> [Exercise brief]: Shift every x and y coordinate in the answers up by 129, and write out the rows from the start of the records through the line containing "x=296 y=592", with the requests left unchanged. Output only those lines.
#### Records for the task
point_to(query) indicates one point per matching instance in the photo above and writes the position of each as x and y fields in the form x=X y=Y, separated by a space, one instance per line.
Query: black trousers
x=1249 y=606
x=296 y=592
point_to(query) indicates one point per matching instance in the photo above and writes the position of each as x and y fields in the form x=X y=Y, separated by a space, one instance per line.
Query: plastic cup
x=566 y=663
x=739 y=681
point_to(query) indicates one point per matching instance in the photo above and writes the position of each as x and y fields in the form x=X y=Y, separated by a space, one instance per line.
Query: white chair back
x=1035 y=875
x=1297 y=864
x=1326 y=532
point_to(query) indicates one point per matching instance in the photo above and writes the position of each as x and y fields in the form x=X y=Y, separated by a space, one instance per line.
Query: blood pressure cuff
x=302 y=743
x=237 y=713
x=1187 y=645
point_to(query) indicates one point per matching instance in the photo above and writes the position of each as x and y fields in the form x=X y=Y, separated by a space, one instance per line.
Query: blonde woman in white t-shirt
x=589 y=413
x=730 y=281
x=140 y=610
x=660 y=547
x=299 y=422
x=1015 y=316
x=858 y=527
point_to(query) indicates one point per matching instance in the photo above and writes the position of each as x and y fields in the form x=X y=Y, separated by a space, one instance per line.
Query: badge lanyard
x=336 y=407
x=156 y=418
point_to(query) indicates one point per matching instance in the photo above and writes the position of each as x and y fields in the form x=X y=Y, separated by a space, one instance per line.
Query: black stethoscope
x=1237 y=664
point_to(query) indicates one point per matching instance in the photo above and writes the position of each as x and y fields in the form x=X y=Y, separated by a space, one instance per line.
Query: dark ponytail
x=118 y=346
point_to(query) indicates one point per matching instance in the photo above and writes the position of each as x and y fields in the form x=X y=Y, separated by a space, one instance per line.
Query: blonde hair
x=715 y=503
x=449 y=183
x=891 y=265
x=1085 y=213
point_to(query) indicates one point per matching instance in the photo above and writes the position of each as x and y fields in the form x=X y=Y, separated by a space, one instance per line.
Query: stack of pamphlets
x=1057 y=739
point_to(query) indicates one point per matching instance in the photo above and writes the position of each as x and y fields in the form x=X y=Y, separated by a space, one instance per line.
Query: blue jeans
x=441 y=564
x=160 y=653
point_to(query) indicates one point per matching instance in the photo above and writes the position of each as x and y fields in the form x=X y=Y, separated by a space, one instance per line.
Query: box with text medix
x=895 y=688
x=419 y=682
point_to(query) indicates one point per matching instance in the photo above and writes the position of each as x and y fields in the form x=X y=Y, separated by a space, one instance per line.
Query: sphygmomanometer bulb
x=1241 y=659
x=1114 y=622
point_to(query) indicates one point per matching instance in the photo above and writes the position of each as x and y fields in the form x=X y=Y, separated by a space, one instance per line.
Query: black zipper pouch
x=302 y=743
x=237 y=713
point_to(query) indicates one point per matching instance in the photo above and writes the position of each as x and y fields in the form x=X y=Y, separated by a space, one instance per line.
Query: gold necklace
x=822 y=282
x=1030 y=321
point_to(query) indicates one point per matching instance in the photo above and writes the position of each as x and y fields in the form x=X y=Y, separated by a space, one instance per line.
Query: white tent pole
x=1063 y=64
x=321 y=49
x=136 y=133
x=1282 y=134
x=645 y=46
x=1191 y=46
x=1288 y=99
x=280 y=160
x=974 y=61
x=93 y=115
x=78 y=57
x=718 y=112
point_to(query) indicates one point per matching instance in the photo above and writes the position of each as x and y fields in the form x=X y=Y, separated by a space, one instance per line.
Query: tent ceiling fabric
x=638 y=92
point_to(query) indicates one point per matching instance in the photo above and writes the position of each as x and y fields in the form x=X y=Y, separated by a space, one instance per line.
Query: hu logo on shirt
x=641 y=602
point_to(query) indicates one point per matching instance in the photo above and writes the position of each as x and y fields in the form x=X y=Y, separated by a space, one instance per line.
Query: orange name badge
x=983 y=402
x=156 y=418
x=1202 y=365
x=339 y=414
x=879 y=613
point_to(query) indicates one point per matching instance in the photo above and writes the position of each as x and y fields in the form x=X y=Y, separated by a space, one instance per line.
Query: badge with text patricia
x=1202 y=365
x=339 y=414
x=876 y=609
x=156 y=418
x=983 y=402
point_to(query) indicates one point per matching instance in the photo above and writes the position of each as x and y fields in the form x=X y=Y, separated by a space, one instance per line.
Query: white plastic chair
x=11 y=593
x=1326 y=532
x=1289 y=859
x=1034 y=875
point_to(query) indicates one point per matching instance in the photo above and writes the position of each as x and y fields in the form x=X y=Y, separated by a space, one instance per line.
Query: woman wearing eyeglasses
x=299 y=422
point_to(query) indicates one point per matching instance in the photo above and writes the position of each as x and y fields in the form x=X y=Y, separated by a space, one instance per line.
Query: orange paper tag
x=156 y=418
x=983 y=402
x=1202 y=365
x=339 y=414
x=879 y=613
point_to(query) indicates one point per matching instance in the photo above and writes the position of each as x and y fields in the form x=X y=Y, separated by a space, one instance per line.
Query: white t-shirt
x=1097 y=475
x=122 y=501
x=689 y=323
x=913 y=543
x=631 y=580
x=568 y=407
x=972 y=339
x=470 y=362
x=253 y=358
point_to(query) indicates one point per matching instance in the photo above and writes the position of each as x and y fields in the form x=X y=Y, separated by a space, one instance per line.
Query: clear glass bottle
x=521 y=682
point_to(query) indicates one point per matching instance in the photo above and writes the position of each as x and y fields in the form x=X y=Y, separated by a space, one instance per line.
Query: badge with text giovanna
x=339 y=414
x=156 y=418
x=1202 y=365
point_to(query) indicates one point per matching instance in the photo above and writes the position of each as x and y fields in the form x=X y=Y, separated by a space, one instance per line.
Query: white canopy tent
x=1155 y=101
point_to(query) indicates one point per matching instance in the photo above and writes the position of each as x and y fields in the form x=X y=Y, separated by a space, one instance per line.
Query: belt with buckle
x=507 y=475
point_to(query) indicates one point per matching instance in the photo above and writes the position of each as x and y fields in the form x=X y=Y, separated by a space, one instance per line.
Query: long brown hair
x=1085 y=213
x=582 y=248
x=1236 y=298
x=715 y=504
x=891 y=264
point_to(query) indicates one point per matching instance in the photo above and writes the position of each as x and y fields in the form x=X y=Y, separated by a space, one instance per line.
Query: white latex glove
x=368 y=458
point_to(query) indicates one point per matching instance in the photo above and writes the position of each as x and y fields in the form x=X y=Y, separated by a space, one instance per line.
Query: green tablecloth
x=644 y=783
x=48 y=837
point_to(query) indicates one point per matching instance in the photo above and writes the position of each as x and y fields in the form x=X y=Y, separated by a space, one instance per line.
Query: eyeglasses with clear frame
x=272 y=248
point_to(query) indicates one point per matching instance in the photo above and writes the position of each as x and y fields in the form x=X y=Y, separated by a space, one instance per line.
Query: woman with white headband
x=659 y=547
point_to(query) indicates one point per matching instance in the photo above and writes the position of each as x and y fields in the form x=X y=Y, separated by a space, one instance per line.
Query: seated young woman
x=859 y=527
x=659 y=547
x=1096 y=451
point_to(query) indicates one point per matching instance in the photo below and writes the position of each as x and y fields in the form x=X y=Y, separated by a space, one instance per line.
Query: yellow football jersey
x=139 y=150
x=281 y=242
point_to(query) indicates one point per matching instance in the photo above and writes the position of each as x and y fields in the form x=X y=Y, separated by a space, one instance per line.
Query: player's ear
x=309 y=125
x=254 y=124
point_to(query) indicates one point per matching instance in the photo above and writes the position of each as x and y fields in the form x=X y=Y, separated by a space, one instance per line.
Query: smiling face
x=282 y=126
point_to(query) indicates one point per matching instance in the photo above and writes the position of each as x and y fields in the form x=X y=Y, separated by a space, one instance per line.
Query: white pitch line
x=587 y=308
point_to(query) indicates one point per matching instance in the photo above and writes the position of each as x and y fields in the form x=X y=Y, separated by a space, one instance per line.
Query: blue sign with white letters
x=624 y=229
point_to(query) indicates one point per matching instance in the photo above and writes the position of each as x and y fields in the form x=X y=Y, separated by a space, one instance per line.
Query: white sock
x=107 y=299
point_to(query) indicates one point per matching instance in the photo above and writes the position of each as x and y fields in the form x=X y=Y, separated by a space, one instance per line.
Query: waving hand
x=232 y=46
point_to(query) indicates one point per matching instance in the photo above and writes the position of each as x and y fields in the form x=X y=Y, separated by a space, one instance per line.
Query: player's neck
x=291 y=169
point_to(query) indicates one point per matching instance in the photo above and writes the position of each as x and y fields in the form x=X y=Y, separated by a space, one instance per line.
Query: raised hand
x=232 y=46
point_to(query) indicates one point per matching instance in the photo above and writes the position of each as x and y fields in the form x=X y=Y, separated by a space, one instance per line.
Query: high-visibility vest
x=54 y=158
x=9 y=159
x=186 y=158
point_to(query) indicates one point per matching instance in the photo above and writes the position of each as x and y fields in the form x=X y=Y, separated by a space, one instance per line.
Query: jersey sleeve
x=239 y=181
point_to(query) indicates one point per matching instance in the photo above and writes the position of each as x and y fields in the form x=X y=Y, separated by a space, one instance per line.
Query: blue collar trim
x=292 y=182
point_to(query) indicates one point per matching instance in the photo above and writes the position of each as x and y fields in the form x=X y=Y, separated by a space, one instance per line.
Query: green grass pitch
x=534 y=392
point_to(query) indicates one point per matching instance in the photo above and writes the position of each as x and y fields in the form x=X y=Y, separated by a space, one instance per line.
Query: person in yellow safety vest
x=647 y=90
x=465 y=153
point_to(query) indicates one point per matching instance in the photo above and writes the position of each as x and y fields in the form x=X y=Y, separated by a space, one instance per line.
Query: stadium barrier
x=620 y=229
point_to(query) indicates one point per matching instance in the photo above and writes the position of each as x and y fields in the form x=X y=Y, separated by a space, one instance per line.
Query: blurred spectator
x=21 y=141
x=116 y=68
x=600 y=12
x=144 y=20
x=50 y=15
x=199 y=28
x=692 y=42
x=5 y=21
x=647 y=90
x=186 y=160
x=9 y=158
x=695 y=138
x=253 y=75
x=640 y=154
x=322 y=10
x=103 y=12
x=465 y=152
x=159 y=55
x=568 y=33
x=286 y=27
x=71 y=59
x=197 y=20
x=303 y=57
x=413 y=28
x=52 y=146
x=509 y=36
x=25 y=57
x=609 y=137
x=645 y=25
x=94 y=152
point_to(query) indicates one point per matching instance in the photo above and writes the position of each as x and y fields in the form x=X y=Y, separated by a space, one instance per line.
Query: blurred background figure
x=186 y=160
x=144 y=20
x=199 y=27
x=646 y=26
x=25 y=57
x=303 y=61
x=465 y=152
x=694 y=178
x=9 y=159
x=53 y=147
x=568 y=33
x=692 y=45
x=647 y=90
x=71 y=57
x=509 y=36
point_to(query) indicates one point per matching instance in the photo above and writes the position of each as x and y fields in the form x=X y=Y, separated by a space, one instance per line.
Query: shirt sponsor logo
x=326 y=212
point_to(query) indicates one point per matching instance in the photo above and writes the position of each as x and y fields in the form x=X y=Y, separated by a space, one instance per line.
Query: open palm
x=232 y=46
########
> [Final result]:
point_to(query) indicates one point per matching instance in the photo above and writes the position of each as x and y fields in the form x=X y=Y, separated by a space, one instance per line.
Query: black trousers
x=1378 y=735
x=425 y=721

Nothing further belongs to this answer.